> AIM OF THE TASK: What lines in the data below mention the string "tree"? Copy them out.

────────

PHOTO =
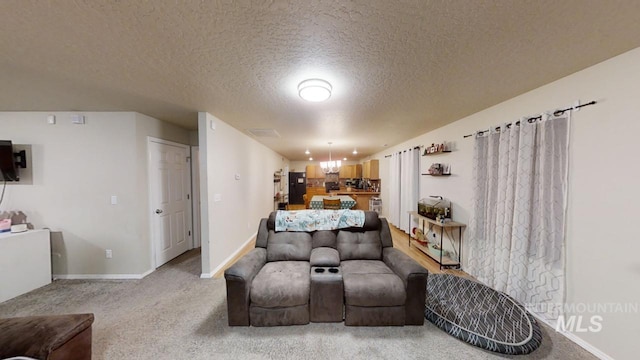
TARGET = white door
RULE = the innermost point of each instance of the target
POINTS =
(169, 184)
(195, 191)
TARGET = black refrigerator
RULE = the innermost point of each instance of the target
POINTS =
(297, 187)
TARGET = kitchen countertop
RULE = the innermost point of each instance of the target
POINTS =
(355, 192)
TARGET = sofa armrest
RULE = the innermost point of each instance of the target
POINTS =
(238, 278)
(414, 277)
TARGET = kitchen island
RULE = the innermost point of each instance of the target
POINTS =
(362, 197)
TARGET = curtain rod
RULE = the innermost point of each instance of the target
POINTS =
(536, 118)
(400, 152)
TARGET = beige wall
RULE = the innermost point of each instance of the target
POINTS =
(602, 262)
(231, 222)
(76, 170)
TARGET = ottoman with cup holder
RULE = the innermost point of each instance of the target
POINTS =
(326, 294)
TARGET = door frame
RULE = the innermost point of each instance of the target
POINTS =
(150, 205)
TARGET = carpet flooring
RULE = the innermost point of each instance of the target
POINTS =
(173, 314)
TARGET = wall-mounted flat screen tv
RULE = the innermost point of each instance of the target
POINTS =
(8, 169)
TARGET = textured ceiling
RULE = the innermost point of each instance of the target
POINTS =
(398, 68)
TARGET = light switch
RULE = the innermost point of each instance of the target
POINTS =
(77, 119)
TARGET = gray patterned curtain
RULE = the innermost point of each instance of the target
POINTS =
(517, 227)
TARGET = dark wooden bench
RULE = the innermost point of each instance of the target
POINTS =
(47, 337)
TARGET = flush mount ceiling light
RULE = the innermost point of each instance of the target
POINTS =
(314, 90)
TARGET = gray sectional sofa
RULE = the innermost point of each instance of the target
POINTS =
(292, 278)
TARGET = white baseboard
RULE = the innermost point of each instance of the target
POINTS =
(101, 276)
(574, 338)
(228, 259)
(585, 345)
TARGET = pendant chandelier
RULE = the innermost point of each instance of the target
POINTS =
(330, 166)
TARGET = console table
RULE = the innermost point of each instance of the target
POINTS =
(443, 261)
(25, 262)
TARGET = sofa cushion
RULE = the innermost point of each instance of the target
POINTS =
(371, 283)
(359, 245)
(324, 256)
(288, 246)
(326, 238)
(281, 284)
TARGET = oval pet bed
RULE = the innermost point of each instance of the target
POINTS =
(480, 315)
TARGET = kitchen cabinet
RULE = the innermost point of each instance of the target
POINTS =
(370, 169)
(311, 171)
(351, 171)
(356, 171)
(314, 172)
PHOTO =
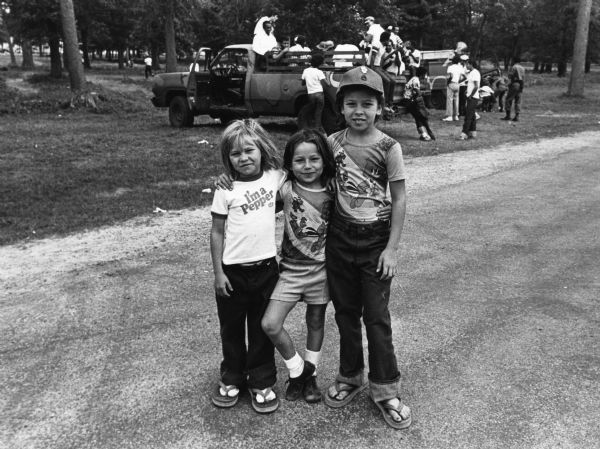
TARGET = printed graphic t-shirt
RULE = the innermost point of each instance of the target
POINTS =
(362, 175)
(306, 214)
(250, 212)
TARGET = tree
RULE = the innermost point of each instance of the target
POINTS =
(576, 82)
(71, 46)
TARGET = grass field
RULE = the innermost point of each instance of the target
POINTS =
(64, 170)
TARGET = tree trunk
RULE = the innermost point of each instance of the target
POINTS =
(55, 60)
(576, 81)
(170, 37)
(27, 50)
(85, 48)
(13, 58)
(74, 65)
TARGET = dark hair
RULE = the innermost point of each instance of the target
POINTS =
(316, 59)
(250, 129)
(320, 141)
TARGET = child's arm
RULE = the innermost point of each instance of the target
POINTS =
(387, 259)
(217, 238)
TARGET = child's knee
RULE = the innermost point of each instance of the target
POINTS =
(270, 326)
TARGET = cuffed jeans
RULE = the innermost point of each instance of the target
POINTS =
(470, 123)
(514, 94)
(452, 100)
(252, 288)
(352, 252)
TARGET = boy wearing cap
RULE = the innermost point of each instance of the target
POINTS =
(361, 250)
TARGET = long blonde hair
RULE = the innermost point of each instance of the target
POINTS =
(251, 129)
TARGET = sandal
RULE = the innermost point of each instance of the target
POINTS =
(224, 400)
(259, 400)
(338, 387)
(385, 409)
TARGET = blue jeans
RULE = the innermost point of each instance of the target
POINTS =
(470, 123)
(352, 252)
(252, 288)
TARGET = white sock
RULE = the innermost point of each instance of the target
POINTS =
(312, 357)
(295, 365)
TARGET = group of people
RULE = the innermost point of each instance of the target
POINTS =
(343, 200)
(464, 83)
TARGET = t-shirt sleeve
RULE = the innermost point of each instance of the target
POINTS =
(219, 206)
(395, 163)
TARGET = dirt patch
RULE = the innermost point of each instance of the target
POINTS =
(36, 265)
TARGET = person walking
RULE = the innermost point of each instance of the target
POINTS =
(469, 130)
(516, 77)
(456, 74)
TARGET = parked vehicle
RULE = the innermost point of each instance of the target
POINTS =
(233, 86)
(433, 61)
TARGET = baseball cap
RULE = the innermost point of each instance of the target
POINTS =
(362, 76)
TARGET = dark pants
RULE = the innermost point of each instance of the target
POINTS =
(500, 95)
(389, 84)
(462, 100)
(352, 252)
(316, 103)
(252, 288)
(470, 123)
(514, 94)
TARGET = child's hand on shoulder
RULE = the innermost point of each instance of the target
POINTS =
(384, 213)
(387, 265)
(224, 182)
(222, 285)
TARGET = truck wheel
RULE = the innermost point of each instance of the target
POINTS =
(438, 99)
(180, 115)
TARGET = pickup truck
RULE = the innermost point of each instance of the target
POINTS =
(234, 86)
(435, 61)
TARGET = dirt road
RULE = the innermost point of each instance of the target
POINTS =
(109, 338)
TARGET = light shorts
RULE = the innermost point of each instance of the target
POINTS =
(302, 282)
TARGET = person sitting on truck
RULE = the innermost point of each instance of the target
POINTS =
(389, 81)
(264, 39)
(414, 104)
(313, 77)
(391, 61)
(412, 56)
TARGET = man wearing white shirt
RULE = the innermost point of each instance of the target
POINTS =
(469, 130)
(456, 74)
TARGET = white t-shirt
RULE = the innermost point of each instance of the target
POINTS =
(414, 58)
(250, 212)
(455, 70)
(473, 77)
(313, 77)
(376, 53)
(375, 30)
(345, 58)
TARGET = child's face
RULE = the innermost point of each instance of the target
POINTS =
(307, 165)
(360, 108)
(246, 158)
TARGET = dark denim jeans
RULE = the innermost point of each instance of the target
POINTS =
(356, 291)
(470, 123)
(252, 288)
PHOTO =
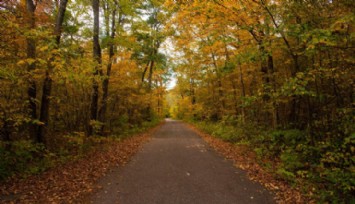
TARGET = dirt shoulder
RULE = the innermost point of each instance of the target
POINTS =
(73, 181)
(245, 158)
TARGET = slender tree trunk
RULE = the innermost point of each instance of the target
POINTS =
(47, 86)
(97, 58)
(31, 54)
(243, 91)
(105, 83)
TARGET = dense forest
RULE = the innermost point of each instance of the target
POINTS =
(276, 76)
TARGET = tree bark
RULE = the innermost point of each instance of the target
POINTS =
(47, 86)
(31, 54)
(97, 58)
(105, 83)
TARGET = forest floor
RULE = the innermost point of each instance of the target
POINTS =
(71, 182)
(177, 166)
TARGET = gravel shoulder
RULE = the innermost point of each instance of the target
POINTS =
(177, 166)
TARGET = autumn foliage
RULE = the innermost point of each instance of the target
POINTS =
(278, 76)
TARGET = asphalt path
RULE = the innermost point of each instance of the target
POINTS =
(178, 167)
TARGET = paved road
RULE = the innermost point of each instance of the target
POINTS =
(178, 167)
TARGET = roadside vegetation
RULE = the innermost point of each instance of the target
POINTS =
(278, 77)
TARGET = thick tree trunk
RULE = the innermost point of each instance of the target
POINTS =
(97, 58)
(47, 86)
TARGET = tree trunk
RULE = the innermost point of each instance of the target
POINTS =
(97, 58)
(105, 83)
(47, 86)
(31, 54)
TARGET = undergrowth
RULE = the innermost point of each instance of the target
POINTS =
(23, 157)
(322, 168)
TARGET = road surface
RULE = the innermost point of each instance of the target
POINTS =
(178, 167)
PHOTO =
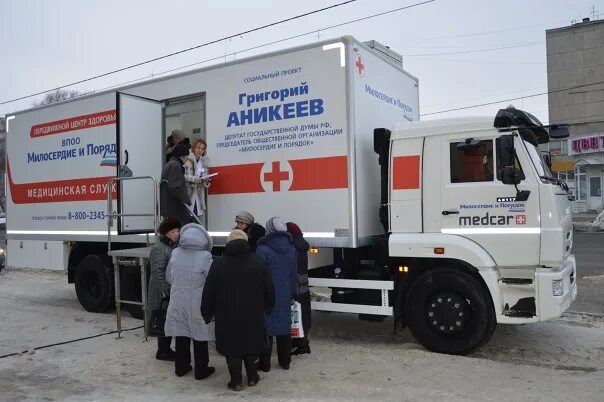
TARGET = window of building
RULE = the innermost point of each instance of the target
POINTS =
(471, 164)
(581, 182)
(595, 186)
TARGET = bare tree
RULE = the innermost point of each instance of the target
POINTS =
(57, 96)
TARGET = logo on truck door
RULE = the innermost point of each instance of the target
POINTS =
(275, 176)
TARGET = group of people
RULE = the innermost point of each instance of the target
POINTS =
(241, 300)
(184, 178)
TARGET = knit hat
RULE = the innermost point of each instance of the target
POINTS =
(237, 235)
(180, 150)
(276, 224)
(168, 224)
(244, 217)
(294, 230)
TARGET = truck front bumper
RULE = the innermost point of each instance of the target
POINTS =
(556, 289)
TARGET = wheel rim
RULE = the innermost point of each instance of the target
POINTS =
(92, 285)
(449, 312)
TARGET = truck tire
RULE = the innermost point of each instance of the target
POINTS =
(94, 284)
(448, 311)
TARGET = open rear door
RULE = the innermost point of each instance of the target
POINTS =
(140, 145)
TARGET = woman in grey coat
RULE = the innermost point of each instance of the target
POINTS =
(159, 288)
(187, 272)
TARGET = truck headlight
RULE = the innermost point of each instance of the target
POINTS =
(557, 287)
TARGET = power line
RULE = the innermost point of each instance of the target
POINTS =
(482, 97)
(512, 99)
(475, 51)
(263, 45)
(185, 50)
(490, 32)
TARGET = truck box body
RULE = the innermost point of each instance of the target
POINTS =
(289, 134)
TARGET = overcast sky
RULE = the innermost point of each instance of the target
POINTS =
(444, 43)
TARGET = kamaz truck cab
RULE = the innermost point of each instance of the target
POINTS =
(480, 231)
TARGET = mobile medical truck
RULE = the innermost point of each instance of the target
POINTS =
(458, 227)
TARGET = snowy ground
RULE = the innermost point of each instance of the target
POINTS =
(352, 360)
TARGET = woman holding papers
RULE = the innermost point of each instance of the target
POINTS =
(196, 176)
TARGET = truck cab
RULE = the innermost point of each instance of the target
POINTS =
(479, 227)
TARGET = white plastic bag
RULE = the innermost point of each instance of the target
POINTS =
(297, 331)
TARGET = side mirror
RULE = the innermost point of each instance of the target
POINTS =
(547, 158)
(505, 151)
(559, 132)
(510, 175)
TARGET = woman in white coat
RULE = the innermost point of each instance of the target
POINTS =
(196, 167)
(187, 272)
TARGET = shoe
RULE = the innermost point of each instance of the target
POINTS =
(168, 356)
(260, 367)
(184, 372)
(253, 383)
(205, 373)
(234, 387)
(301, 350)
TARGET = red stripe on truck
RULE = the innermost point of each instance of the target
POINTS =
(73, 123)
(319, 173)
(405, 172)
(272, 176)
(236, 179)
(86, 189)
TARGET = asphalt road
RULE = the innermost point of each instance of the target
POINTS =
(589, 252)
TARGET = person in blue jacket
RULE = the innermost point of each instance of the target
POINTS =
(277, 249)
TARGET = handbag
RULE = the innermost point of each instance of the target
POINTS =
(158, 319)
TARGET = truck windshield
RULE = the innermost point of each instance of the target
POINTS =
(543, 170)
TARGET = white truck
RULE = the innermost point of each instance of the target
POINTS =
(458, 227)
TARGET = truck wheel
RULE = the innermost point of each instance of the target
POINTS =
(448, 311)
(94, 284)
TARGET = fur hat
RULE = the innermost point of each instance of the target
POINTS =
(294, 230)
(168, 224)
(276, 224)
(244, 217)
(180, 150)
(237, 235)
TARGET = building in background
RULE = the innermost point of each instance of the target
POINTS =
(575, 59)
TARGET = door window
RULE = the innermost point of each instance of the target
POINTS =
(471, 164)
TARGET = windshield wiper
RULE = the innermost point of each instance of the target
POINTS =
(559, 182)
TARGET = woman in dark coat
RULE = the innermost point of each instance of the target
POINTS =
(159, 288)
(301, 344)
(277, 249)
(173, 192)
(238, 292)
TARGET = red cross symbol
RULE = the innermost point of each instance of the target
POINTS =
(359, 64)
(276, 176)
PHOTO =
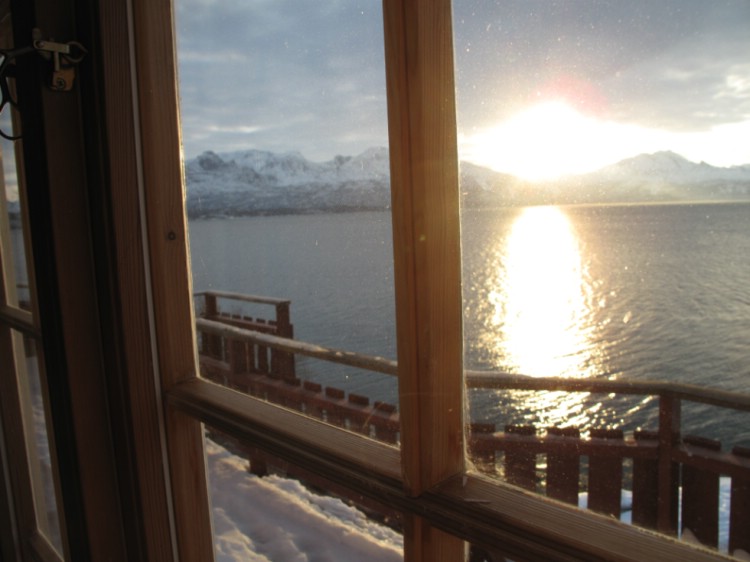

────────

> EXERCISE RESULT:
TARGET = tree
TARGET = tree trunk
TARGET = slender tree trunk
TARGET = tree bark
TARGET = thick tree trunk
TARGET = tree trunk
TARGET = bare tree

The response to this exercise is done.